Excerpts from a dataset:
/---

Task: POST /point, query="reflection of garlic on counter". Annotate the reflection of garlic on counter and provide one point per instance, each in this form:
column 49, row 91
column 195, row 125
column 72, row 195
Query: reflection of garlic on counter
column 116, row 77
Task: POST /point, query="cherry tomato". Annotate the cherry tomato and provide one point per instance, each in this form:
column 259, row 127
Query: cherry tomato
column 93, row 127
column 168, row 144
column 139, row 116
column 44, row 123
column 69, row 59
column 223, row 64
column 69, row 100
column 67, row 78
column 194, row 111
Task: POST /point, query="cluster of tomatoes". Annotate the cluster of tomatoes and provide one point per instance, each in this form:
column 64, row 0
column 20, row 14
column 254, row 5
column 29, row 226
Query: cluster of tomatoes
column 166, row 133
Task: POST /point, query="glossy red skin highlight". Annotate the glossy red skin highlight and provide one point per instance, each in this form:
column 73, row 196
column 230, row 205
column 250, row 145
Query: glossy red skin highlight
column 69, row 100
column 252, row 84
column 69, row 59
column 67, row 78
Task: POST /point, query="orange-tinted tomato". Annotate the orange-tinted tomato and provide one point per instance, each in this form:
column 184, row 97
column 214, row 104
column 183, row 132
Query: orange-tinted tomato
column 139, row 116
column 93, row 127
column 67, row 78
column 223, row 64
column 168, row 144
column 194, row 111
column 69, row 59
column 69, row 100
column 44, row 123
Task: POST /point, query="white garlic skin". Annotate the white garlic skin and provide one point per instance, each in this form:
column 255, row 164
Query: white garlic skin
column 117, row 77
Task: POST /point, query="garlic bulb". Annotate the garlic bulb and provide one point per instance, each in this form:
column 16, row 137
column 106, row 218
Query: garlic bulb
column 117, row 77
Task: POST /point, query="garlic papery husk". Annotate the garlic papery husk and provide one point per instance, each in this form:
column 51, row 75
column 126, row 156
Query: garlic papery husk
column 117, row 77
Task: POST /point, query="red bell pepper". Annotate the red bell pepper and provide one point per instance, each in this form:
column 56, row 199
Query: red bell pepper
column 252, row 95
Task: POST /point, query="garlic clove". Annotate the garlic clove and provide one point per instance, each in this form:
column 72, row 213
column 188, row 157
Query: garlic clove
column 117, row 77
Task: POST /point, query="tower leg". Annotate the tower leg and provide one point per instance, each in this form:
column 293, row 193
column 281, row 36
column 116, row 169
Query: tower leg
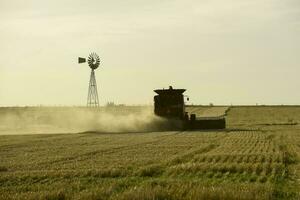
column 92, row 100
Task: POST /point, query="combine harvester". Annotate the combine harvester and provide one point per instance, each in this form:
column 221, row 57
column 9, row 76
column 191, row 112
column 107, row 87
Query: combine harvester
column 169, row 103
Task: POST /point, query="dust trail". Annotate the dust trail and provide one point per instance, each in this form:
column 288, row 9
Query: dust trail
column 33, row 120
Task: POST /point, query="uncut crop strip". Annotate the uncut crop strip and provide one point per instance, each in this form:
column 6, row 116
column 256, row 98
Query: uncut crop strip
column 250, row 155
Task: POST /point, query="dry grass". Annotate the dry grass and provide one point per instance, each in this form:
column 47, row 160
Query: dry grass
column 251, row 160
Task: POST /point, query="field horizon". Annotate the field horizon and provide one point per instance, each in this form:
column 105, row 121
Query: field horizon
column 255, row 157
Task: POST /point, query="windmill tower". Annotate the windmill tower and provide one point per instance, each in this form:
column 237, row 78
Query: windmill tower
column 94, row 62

\---
/---

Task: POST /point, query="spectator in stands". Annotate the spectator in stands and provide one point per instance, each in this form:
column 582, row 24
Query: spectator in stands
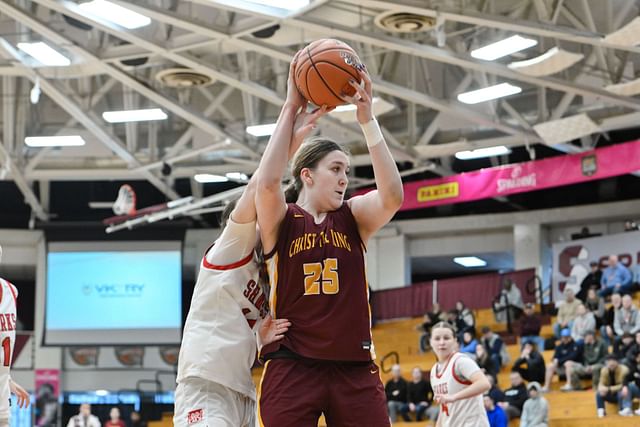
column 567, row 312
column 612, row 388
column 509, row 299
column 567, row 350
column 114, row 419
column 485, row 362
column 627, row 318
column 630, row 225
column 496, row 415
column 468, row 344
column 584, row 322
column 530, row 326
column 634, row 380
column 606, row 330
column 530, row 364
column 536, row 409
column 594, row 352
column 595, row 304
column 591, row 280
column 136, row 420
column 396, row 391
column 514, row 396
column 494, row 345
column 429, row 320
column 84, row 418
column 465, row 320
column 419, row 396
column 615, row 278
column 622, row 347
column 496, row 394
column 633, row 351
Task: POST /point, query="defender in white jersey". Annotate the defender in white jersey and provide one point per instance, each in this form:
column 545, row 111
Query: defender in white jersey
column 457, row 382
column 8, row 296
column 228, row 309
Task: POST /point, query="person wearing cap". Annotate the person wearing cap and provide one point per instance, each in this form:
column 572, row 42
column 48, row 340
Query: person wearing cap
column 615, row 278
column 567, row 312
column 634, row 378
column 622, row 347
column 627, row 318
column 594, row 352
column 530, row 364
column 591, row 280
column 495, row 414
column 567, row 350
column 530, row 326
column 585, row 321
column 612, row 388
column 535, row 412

\---
/---

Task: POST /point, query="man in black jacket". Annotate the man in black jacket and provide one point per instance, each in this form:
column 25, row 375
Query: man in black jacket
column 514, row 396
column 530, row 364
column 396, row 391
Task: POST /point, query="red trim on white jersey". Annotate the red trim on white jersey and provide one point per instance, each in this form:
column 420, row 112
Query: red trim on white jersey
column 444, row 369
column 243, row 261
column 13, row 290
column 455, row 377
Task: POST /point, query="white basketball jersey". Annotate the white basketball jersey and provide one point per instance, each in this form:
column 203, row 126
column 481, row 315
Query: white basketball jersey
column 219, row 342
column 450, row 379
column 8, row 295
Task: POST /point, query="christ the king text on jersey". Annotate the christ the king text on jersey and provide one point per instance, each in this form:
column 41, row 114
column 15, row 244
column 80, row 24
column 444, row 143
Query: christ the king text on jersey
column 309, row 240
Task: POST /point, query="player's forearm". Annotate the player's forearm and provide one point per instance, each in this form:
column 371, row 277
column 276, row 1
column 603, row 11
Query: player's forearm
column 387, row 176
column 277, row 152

\---

The stretch of entries above that starts with the line containing "column 214, row 104" and goes on through the line containing "the white garlic" is to be transcribed exactly, and no other line is to be transcribed.

column 214, row 104
column 183, row 132
Query: orange-tinted tomato
column 139, row 116
column 93, row 127
column 67, row 78
column 223, row 64
column 168, row 144
column 194, row 111
column 69, row 59
column 69, row 100
column 44, row 123
Task: POST /point, query="white garlic skin". Annotate the white garlic skin and provide one point per instance, each in this form:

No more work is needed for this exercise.